Referring expression pointing data.
···

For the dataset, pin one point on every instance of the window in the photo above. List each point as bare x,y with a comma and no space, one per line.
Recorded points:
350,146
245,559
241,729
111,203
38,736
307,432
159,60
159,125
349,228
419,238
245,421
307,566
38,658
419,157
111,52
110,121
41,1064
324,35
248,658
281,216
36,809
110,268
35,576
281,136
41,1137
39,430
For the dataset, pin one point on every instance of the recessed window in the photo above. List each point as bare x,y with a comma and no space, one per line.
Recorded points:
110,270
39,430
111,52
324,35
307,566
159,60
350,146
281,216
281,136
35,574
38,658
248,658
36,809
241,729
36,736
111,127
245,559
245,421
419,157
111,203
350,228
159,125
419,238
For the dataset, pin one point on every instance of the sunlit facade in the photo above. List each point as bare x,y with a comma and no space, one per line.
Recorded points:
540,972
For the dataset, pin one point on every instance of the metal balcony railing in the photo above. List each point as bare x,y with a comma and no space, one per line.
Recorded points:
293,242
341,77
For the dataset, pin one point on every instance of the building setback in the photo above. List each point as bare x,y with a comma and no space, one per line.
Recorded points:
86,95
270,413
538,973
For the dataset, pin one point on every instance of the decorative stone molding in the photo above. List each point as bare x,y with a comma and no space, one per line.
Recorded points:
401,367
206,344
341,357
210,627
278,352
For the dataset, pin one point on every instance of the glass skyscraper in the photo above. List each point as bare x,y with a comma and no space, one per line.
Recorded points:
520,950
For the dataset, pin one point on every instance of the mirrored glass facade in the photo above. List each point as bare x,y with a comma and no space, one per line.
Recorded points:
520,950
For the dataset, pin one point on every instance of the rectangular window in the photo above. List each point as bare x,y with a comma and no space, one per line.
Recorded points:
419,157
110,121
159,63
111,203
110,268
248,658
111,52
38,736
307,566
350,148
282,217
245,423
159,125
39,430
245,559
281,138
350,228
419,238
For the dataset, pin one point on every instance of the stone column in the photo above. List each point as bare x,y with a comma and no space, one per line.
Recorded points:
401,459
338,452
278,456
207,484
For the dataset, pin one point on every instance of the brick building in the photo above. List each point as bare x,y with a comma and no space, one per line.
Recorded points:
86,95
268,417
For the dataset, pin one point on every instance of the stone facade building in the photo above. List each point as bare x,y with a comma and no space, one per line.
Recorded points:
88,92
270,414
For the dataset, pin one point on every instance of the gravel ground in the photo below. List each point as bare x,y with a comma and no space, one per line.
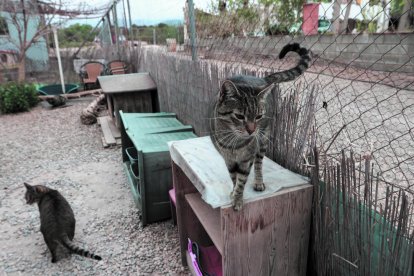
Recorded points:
51,147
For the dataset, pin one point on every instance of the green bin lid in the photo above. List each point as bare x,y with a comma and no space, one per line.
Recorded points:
137,124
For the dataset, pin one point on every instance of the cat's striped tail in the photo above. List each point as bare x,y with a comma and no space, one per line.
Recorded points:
77,250
291,74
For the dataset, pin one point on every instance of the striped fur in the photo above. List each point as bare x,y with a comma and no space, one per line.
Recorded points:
57,221
240,124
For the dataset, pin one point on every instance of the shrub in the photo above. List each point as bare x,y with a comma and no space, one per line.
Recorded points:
17,97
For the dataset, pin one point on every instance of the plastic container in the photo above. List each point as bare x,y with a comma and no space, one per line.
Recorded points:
56,89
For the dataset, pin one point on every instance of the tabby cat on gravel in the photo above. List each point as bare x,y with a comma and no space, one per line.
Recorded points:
240,127
57,222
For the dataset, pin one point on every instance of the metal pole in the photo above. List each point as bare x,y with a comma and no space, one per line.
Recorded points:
192,29
62,81
130,22
116,28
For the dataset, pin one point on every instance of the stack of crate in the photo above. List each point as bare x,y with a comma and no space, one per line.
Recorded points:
147,160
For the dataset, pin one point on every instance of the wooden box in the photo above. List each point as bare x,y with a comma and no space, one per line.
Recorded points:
129,92
269,236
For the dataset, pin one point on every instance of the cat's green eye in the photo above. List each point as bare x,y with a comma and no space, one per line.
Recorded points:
239,116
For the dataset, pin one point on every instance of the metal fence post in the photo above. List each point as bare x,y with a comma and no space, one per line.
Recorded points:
193,42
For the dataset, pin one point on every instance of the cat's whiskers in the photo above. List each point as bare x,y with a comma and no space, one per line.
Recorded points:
263,135
226,138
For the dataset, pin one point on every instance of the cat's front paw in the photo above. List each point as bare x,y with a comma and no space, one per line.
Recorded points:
237,204
260,187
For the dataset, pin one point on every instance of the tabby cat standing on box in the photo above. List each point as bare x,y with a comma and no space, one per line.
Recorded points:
240,125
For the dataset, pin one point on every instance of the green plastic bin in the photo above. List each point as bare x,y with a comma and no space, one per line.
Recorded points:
149,171
56,89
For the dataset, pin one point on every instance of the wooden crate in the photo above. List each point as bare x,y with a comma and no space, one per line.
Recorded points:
269,236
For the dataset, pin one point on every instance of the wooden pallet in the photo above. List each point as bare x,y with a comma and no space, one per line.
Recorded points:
111,134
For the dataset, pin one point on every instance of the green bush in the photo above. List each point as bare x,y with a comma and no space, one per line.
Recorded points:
17,97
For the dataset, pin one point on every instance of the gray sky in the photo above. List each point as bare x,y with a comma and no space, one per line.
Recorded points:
148,10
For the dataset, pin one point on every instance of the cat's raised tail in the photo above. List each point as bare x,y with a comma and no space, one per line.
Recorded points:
293,73
77,250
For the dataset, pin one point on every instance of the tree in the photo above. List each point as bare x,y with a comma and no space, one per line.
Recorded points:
32,20
75,34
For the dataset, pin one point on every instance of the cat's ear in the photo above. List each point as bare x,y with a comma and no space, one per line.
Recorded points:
228,89
265,92
28,186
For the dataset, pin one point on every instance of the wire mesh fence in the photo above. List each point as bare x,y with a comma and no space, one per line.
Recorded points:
362,109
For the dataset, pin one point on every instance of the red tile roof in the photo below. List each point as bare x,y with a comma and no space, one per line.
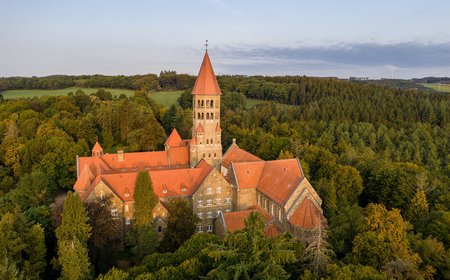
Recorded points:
174,139
97,147
178,157
234,221
307,215
206,82
199,128
248,173
218,129
236,154
166,183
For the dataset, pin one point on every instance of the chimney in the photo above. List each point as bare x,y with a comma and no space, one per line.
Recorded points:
120,155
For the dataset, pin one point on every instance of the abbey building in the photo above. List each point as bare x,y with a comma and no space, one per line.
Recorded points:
223,189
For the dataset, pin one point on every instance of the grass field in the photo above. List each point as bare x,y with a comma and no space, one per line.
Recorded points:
24,93
441,87
166,98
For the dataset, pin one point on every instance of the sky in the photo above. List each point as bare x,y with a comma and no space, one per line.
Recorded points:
362,38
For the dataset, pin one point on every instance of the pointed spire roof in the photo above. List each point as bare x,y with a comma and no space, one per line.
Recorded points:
206,82
174,139
218,129
199,128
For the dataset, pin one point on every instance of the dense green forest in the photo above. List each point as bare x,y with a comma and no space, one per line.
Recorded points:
378,156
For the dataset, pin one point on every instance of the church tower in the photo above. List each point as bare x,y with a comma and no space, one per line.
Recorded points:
206,140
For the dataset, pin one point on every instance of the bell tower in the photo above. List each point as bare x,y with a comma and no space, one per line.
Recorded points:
206,140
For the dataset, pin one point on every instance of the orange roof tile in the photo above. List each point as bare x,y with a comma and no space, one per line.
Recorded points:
279,179
271,230
174,139
307,215
206,82
248,173
97,147
199,128
132,162
166,183
236,154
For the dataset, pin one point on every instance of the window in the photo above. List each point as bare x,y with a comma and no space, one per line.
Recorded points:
114,212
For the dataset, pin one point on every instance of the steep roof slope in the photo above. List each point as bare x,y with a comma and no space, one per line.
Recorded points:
206,82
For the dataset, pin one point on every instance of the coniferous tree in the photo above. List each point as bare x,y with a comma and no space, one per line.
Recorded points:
142,236
73,234
181,225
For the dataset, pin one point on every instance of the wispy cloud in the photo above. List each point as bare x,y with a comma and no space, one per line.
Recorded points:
409,59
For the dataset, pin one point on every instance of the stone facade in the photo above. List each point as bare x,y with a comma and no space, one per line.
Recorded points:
213,196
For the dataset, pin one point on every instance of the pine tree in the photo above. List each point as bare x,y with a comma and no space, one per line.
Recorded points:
318,251
72,235
74,260
142,236
181,225
74,221
418,209
144,200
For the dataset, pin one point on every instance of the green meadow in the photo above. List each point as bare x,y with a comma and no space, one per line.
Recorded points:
438,87
28,93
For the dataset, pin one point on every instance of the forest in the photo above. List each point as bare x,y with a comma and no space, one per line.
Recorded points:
378,156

···

YOUR OBJECTIVE.
Given the word "below", show every line of the records that contains it.

ANSWER FOR THIS EXERCISE.
For the dataset, pin one point on every instance of the gravel ground in the photo below. List each point as bare x,y with a comma and no space, one per line.
For the dataset, pin one point on every instance of the red tile roof in the photo below. List each point as bare x,y with a comma and no space, one per line.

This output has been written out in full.